* BEGIN PASSAGE GIVEN *

I'm just a little floored by that.

It's so important to keep showing the gender disparities in our business. We need more women in all of these places. However, we also need more women on onstage. A big push needs to be against the playwrights who are not writing enough roles for women. Also, as an artistic director of a graduate training program, I'd say that much of the battle needs to happen at our level. It's important to begin the battle when people are being shaped. I try to make certain that women are an important part of the pool of guest directors I bring in.

Finally, I think it's important to point out that there are categories that are vital in creating a production that are a part of the design team that are left out where information is also needed: choreographers (dance & fight), music directors, and (where I live) the voice/accent coaches. I'm sure I'm forgetting others, but we'd like to see the numbers in these areas as well.

Do the study on non-LORT companies and see how many women with equivalent training and experience are directing and running non-profits that are locked out at LORT's door.

If you see a cloud over Phoenix, it's the steam coming out of my ears -- NOTHING HAS CHANGED in the 11 years since I did some similar descriptive statistical research about lighting designers. If anything, things are more gender-skewed now than a decade or more ago.

THANK YOU for doing this work and for showing that affirmative hiring policies will be necessary to mitigate the endemic inequities your statistics illuminate.

This is sobering and infuriating and not surprising, at all. For those people who think it is, where have you been living? Thank you, Porsche, for doing this work. Thank you for shining a light on the gender disparity.

Does it even matter? I mean if gender is now considered fluid and there is no real gender anyways, none of this even matters.

* END PASSAGE GIVEN *
* BEGIN STORED ROWS *

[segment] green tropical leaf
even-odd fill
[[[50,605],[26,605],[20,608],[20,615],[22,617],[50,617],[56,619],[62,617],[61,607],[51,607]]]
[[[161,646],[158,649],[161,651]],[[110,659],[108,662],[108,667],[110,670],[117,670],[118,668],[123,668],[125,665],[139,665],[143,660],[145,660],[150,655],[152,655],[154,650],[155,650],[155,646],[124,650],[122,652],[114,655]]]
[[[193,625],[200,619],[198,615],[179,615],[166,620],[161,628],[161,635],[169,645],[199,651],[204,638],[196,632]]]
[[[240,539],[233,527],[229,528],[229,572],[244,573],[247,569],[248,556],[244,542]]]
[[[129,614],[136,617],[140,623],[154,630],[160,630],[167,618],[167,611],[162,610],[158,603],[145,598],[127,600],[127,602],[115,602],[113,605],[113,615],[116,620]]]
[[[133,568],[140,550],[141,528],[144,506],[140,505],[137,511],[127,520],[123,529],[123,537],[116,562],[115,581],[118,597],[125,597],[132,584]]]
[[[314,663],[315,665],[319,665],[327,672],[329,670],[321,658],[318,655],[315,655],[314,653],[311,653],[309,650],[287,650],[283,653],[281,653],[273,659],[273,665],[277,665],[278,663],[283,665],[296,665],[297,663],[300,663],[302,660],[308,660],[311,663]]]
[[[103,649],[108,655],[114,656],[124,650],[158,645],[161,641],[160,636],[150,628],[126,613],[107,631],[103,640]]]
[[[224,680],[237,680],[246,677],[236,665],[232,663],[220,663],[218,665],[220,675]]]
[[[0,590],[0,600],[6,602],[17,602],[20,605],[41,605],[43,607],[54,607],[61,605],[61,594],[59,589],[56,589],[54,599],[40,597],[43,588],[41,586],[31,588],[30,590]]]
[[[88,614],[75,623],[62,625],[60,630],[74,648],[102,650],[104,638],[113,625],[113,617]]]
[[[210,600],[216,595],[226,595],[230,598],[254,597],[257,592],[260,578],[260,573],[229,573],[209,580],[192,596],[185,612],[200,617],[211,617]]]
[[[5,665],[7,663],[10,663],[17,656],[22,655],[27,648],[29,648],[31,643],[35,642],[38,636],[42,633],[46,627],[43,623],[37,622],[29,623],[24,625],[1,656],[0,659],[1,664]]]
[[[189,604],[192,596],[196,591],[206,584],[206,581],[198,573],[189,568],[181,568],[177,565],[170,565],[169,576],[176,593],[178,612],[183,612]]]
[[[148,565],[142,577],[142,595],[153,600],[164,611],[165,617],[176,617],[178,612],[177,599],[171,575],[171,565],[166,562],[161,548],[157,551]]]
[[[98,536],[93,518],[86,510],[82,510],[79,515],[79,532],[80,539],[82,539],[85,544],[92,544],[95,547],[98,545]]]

* END STORED ROWS *

- **TASK DETAILS**: Reproduce the theater comments above word for word, from "Finally, I think" to "or more ago.".

- **FINAL RESULT**:
Finally, I think it's important to point out that there are categories that are vital in creating a production that are a part of the design team that are left out where information is also needed: choreographers (dance & fight), music directors, and (where I live) the voice/accent coaches. I'm sure I'm forgetting others, but we'd like to see the numbers in these areas as well.

Do the study on non-LORT companies and see how many women with equivalent training and experience are directing and running non-profits that are locked out at LORT's door.

If you see a cloud over Phoenix, it's the steam coming out of my ears -- NOTHING HAS CHANGED in the 11 years since I did some similar descriptive statistical research about lighting designers. If anything, things are more gender-skewed now than a decade or more ago.